— start Document excerpt —

Redirecting output to ‘wget-log’.
[deco]/tmp/lala ❱ cat wget-log
--2023-03-30 00:31:11--  http://slicer.kitware.com/midas3/api/rest?method=midas.bitstream.download
Resolving slicer.kitware.com... 66.162.65.215
Connecting to slicer.kitware.com|66.162.65.215|:80... connected.
HTTP request sent, awaiting response... 404 NOT FOUND
2023-03-30 00:31:11 ERROR 404: NOT FOUND.

[1]+  Exit 8                  wget http://slicer.kitware.com/midas3/api/rest?method=midas.bitstream.download

Any idea what I'm doing wrong?

I also have this somewhat improved script to create a data archive, maybe some of you might also find it useful:

#!/usr/bin/env bash

echo "This needs two arguments, the version (e.g. "2.4.3") and the path to the ANTs repo (e.g. \`~/src/ANTs/\`)."
version=$1
ants_dir=$2

pushd "${ants_dir}"
        git checkout "v${version}"
        mkdir "/tmp/ants_testdata-${version}/"
        pushd "/tmp/ants_testdata-${version}/"

— end Document excerpt —
— start Excerpted records —

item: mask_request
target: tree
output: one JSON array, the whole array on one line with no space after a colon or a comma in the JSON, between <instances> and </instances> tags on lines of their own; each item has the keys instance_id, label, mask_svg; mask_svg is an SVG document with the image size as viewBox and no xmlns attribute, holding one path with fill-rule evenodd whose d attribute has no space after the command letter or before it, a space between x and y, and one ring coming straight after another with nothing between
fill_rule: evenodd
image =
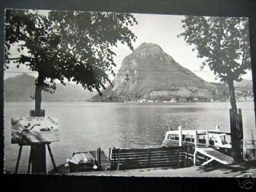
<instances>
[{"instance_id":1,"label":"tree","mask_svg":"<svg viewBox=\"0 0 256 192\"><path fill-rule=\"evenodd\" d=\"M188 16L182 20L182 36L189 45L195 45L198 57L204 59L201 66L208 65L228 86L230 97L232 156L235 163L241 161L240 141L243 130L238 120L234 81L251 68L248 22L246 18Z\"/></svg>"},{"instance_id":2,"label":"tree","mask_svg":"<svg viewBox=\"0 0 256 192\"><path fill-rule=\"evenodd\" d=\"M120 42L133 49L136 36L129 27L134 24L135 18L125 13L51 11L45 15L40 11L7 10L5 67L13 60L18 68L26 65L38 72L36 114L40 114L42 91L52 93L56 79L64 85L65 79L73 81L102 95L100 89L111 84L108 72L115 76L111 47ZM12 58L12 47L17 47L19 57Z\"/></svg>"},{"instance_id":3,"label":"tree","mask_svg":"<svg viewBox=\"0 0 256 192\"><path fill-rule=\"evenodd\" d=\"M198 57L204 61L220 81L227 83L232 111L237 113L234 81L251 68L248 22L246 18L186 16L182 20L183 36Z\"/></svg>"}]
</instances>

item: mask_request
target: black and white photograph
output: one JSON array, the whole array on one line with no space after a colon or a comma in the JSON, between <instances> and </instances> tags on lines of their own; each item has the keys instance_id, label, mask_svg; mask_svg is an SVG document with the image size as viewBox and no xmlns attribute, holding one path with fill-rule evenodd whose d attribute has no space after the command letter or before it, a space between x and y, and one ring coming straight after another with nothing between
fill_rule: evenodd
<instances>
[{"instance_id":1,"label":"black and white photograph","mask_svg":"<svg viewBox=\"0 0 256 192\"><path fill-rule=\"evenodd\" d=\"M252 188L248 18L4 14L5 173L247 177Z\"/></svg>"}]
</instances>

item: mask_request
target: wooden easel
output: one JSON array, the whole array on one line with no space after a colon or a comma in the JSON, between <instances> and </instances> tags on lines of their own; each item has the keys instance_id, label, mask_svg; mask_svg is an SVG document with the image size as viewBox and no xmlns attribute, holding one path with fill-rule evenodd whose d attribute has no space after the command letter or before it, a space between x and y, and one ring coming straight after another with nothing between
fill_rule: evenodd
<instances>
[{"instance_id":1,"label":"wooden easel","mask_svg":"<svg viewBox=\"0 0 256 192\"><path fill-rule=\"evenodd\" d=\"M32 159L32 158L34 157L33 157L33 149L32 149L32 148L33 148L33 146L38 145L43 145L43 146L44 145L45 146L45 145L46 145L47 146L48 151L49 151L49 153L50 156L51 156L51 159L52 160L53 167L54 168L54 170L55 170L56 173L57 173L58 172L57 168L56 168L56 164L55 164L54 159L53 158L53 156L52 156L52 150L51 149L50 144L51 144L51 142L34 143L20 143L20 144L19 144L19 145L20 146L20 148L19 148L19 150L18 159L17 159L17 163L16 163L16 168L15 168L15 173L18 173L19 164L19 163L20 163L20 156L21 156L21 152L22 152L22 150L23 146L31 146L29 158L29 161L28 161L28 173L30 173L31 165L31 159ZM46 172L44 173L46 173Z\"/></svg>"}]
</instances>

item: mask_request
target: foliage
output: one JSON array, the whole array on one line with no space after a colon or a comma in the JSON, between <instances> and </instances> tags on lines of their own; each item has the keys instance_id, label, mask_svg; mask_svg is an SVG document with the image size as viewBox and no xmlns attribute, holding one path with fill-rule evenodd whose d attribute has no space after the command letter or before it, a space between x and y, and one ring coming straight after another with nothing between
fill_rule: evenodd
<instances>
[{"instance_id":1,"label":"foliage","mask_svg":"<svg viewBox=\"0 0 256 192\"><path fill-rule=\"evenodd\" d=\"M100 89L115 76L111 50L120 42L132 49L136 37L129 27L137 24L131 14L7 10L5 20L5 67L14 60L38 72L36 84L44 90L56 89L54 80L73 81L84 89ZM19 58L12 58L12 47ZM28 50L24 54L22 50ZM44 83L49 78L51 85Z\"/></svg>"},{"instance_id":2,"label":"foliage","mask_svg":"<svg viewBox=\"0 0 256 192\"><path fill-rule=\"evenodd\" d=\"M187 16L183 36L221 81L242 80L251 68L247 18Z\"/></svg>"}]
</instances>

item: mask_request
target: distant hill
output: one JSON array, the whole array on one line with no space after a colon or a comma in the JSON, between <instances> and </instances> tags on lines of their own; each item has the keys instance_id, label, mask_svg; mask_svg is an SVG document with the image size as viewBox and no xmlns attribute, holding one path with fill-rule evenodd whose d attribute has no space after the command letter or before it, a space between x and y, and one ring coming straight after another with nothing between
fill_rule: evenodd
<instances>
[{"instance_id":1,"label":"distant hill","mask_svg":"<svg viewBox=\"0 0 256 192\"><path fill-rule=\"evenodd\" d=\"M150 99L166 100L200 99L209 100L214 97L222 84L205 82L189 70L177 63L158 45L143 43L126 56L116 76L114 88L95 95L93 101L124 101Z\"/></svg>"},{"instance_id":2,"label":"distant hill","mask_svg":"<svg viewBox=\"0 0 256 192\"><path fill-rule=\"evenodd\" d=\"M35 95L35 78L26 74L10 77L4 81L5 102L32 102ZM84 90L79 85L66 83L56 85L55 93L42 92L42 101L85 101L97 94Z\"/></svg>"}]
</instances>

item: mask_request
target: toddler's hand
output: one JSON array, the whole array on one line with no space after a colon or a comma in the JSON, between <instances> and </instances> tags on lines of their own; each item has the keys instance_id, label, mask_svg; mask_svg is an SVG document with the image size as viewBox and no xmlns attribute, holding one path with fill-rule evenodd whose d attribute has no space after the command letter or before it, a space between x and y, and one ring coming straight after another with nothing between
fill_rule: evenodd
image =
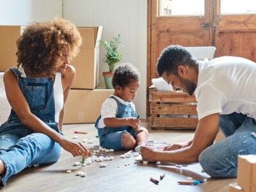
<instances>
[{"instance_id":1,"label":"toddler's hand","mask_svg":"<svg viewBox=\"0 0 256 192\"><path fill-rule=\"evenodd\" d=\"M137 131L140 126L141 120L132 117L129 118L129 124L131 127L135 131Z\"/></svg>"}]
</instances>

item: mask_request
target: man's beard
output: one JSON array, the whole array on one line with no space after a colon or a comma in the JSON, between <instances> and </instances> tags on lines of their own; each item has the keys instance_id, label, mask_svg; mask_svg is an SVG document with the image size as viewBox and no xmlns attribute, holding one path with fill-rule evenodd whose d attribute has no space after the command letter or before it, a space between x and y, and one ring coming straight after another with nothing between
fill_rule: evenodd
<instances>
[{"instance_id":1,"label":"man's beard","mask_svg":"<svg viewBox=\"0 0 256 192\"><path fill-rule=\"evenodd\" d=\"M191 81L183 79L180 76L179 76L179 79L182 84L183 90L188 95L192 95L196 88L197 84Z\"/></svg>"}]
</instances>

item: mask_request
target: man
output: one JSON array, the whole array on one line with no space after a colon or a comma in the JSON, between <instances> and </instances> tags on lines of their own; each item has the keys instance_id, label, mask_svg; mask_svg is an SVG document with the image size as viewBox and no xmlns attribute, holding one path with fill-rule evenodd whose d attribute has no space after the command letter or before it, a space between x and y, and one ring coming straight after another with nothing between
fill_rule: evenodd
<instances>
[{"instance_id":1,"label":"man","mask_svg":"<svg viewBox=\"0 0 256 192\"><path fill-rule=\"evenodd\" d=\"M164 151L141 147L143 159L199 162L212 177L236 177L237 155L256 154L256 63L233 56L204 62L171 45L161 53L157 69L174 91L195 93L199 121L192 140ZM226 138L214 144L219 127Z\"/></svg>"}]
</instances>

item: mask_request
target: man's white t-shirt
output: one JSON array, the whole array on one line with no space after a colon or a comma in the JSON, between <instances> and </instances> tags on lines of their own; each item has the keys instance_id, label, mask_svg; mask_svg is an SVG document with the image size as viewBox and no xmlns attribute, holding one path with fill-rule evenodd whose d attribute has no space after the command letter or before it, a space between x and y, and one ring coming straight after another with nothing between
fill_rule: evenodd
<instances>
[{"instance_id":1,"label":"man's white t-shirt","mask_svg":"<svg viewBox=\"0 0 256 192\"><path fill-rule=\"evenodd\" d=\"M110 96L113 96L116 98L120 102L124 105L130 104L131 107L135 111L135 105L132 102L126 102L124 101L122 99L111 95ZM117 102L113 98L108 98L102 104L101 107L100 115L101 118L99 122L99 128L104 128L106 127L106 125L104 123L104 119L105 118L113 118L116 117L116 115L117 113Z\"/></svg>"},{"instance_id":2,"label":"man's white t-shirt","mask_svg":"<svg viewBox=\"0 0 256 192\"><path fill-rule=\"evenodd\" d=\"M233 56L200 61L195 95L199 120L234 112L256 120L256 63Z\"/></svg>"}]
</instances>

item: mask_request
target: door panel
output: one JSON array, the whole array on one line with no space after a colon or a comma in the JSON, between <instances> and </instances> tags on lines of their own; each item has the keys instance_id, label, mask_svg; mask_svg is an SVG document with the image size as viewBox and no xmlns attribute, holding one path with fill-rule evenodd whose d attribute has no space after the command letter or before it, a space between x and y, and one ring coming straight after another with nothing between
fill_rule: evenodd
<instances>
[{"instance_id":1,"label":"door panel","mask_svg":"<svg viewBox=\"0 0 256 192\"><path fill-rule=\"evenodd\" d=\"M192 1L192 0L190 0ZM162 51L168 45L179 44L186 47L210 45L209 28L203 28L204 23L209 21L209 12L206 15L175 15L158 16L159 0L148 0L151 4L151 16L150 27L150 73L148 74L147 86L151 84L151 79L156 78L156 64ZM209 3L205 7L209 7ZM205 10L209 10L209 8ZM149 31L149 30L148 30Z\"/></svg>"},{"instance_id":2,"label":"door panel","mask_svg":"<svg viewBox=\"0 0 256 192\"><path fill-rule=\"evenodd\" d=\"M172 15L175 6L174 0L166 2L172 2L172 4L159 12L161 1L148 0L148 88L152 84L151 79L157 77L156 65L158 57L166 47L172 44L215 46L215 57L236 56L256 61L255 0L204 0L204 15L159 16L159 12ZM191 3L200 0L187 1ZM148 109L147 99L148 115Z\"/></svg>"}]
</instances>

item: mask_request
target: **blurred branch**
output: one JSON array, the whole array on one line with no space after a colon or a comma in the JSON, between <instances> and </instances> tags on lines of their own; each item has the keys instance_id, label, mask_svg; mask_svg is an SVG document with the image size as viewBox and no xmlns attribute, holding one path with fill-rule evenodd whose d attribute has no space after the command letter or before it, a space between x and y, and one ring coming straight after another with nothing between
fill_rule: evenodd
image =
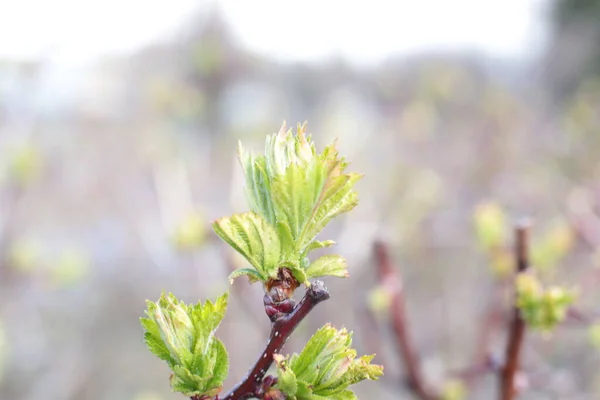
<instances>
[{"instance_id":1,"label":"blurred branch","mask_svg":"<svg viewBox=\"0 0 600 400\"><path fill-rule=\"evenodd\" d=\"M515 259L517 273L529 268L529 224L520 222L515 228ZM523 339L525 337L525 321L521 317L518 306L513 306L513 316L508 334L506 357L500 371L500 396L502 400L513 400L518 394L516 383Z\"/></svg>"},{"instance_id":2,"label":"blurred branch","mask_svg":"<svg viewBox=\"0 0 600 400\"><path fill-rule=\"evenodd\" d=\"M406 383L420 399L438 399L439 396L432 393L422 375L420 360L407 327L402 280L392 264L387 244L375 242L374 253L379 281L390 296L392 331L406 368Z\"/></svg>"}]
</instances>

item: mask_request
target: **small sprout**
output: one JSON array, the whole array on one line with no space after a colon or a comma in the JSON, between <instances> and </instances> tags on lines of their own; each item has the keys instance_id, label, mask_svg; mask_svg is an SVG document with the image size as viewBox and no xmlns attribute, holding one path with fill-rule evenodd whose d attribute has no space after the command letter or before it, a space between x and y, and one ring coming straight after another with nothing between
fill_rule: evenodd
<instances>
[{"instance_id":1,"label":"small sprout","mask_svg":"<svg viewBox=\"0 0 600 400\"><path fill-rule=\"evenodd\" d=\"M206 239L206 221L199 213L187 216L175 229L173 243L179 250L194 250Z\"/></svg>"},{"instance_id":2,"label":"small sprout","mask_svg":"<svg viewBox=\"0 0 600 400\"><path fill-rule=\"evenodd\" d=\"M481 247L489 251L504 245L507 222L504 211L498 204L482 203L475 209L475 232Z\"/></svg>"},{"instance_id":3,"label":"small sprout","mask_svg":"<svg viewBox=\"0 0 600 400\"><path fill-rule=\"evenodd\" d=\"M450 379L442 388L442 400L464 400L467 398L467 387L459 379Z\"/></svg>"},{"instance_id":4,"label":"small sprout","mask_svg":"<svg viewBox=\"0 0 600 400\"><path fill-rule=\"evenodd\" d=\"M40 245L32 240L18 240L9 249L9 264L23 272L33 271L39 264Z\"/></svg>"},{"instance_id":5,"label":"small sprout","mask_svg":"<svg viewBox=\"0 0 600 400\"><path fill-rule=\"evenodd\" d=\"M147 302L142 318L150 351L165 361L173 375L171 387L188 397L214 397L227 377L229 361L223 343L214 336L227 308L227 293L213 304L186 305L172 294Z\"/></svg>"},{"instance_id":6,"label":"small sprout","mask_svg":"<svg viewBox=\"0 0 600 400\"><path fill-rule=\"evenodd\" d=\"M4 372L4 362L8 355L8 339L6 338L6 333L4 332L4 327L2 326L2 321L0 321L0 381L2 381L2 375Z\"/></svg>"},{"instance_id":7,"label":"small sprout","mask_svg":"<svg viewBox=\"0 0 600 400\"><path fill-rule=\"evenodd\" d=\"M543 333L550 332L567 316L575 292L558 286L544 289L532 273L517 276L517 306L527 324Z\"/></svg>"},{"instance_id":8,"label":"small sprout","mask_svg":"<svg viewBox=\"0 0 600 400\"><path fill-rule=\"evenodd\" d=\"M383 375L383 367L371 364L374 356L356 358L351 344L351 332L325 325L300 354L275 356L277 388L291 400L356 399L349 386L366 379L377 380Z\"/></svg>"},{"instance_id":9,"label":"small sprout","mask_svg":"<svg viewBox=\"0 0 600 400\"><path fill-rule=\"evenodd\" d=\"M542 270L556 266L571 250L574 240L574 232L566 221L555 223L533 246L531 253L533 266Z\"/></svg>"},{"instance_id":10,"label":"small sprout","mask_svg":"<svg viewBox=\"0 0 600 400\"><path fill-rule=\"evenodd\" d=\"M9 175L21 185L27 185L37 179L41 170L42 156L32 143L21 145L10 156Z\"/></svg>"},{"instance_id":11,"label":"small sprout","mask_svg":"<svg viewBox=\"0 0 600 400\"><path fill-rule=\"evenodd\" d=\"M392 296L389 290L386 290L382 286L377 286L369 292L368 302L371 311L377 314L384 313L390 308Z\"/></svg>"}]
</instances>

— end Excerpted records —

= Instruction =
Retype the part of the wget forum post from "Redirecting output to" to "I'm doing wrong?".

= Written response =
Redirecting output to ‘wget-log’.
[deco]/tmp/lala ❱ cat wget-log
--2023-03-30 00:31:11--  http://slicer.kitware.com/midas3/api/rest?method=midas.bitstream.download
Resolving slicer.kitware.com... 66.162.65.215
Connecting to slicer.kitware.com|66.162.65.215|:80... connected.
HTTP request sent, awaiting response... 404 NOT FOUND
2023-03-30 00:31:11 ERROR 404: NOT FOUND.

[1]+  Exit 8                  wget http://slicer.kitware.com/midas3/api/rest?method=midas.bitstream.download

Any idea what I'm doing wrong?